Rewrite the whole listing, replacing "keypoint" with "landmark" wherever it occurs and changing nothing else. Leave out the pictures.

Begin Raw records

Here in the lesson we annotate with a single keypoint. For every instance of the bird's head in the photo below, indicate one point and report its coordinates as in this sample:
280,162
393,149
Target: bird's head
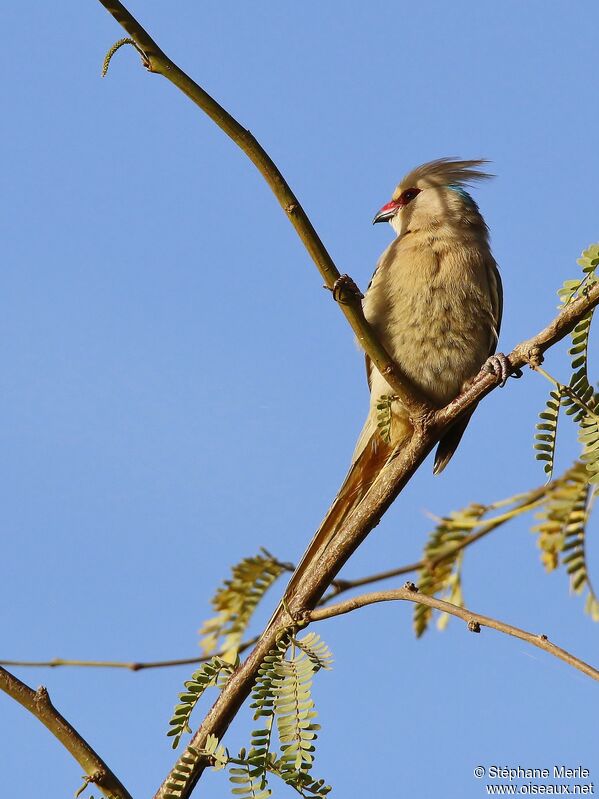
433,194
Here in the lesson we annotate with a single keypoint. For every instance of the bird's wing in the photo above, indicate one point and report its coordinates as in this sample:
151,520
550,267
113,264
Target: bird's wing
449,443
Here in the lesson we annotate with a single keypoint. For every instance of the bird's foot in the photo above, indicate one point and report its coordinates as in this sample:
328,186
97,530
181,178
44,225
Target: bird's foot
500,366
534,357
345,290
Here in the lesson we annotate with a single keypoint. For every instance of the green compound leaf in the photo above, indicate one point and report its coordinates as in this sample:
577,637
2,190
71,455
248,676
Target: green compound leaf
562,531
235,602
441,569
546,432
205,677
282,701
384,416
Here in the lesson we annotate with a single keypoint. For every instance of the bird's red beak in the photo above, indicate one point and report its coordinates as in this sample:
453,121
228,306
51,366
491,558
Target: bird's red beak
387,212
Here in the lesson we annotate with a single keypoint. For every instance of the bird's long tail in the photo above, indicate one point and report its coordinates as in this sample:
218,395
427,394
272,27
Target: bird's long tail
363,471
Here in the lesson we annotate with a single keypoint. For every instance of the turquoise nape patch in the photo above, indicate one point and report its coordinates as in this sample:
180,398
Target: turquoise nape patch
463,194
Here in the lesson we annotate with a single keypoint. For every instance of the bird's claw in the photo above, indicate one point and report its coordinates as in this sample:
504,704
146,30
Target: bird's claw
500,366
345,290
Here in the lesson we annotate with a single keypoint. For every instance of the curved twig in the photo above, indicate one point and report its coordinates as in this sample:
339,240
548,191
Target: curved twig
409,593
157,61
428,426
38,702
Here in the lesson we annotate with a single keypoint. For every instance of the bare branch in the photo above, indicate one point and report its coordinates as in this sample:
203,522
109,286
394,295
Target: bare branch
409,593
157,61
38,702
429,426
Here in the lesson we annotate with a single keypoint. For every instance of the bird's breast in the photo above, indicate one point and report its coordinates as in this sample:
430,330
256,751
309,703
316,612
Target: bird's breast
430,304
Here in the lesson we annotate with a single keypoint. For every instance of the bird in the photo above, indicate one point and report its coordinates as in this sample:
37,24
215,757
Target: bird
435,301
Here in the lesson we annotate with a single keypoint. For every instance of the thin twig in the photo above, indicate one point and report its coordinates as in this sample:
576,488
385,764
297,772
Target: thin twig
38,702
474,620
119,664
158,62
318,575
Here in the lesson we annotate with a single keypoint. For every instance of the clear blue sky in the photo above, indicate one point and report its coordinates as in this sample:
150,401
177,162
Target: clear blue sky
177,389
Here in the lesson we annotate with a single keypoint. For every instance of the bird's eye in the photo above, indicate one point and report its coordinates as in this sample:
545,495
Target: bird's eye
408,195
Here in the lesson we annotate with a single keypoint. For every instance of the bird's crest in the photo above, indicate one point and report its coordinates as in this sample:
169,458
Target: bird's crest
445,172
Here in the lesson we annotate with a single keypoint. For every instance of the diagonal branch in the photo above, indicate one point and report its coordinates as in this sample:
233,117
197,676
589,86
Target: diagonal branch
409,593
429,426
364,518
38,702
155,60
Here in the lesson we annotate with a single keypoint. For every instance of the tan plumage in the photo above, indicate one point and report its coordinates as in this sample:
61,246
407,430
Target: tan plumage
435,300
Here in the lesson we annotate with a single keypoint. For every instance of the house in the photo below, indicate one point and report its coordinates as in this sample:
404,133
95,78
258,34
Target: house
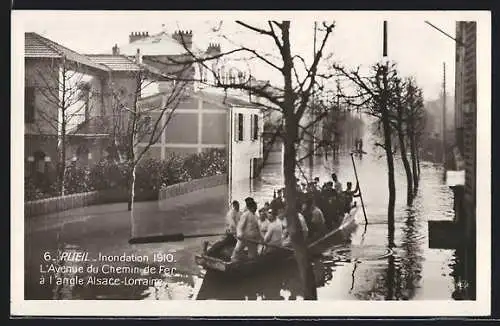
70,102
204,117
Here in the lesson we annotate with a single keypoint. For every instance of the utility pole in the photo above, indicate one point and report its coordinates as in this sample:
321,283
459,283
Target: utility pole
444,114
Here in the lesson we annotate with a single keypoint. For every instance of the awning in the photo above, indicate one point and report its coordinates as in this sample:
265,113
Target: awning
455,178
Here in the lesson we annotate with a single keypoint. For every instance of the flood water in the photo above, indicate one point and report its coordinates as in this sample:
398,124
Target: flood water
365,267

End Raw records

- **Full solution**:
Here in the lesson we annotate with a single landmark. For every instance of the bird's head in the photo below, indicate one point and report its coordinates as in this sample:
280,162
393,149
Target: bird's head
433,194
Here in the lesson we annotate with a single landmark. For every instance of the bird's wing in the photo above, indicate one point and report its coordinates as in this sample:
151,520
550,267
113,264
Target: bird's wing
449,443
Here in the lesson we annotate with a single landmark. For every instance of the bird's foot in the photo above, indicate one point and report its coordinates as in this sample:
328,186
97,530
181,178
44,225
Target: bird's foot
500,366
534,357
345,290
Here in the lesson we annotate with a single landmark. For every instance of the green compound leaf in the photo above, indicate one point and report its coordinates as in this sample:
577,637
2,190
71,455
248,676
Target: green compound leaf
562,531
235,602
441,569
546,432
205,677
282,701
384,416
Here in the lesson we annotate with a single landmark. For every instance of the bird's red beak in the photo above, indicate one point and report its coordinates as in this sample:
453,121
228,306
51,366
491,558
Target: bird's red beak
387,212
Here in the lesson we annotate with a single landmark. For every instance of the bird's long tail in the photo above, indicate one point and report its coordinates as in this sample:
218,395
427,394
272,27
Target: bird's long tail
363,471
Here in the lesson we annotate with a single landmark. For every instance of the turquoise nape patch in the photo above, indicate one point and report its coordinates as in this sample:
180,398
Target: turquoise nape patch
463,194
Here in the lesson we annotate with a single landmark. For every instance of the bird's claw in the photo above, indicate one point and report its coordinates as in this sample:
504,704
146,30
Target: bird's claw
500,366
345,290
Here in the lesson we annotate with a single landmark. For every instance of the curved twig in the photo above, indicate one point and report its coordinates as in this sample:
339,240
548,191
Target: curved twig
409,593
157,61
428,426
38,702
Here in the lesson we annotate with a single landmark. For every instance of the bare branch in the photo above, indicate one point and report its coordinates as in this sample:
203,522
109,286
394,295
Target: bare branch
409,593
157,61
38,702
429,426
Here in the lesson we annotate with a single landmark. For every instance of the bird's breast in the photo above, indicate one point and report its coordinates as in this sample:
430,330
256,751
309,703
316,612
Target: bird's breast
430,304
Here in the lesson we annotate with a single landmark. For every instance of the bird in the photo above, indicate one point and report its coordinates as in this sample:
37,24
215,757
Target: bird
435,301
Here in the lesson we annotate with a single landmark. For every instance of the thin twig in the photo above, indicate one point and report its coordinates as in this sample:
576,488
385,764
297,772
Target: thin twig
38,702
474,620
119,664
158,62
318,575
Here in the lesson we annotate with a single landmark. For every instance of the clear blue sky in the photo above, indicate one point and report its coordinates as in this sample:
150,401
177,162
Target: clear blue sky
177,389
Here in the lesson we annotate with a single landmark. For every instance of the bird's eye in the photo above, indicate one point and report its coordinates as in this sample:
545,495
Target: bird's eye
408,195
Here in the lesson we annotate with a single landmark. For every instance of the bird's crest in the photo above, indicate one point and report its coordinates as in this sample:
169,458
Target: bird's crest
445,172
Here in the lesson we annotate with a single landmark. For every instance of the diagonal branch in the photo above, indicate one point and report its coordinates as in this sample:
233,117
197,676
589,86
Target: diagonal branch
409,593
429,426
364,518
38,702
155,60
Here in the lesson we annotate with a single landmark. For every instance of the tan plumage in the photo above, indicate one point and report its coordinates as in this sample:
61,246
407,430
Target: tan plumage
435,300
Here in the lesson we annotate with a single landmark. For every instance of the house in the photo below, indicate one point and report its coordinates as in this sample:
404,133
95,78
258,34
Target: house
70,102
204,117
Here in the lesson we annotate with a single landmark. For every instance of the utility pole in the photo above, indicate one point and report its coordinates as in this sample:
321,283
459,283
Target: utility pole
444,114
Here in the lesson we annotate with a single landmark. For every instance of the awning in the photo above, indicate one point and report its coordinates as in this sample:
265,113
Target: awning
455,178
Here in the lesson we annotate with a single landmark. For every instance of the flood water in the photo above, indicate one point and report its coordinates as in this sample:
398,124
Target: flood water
365,267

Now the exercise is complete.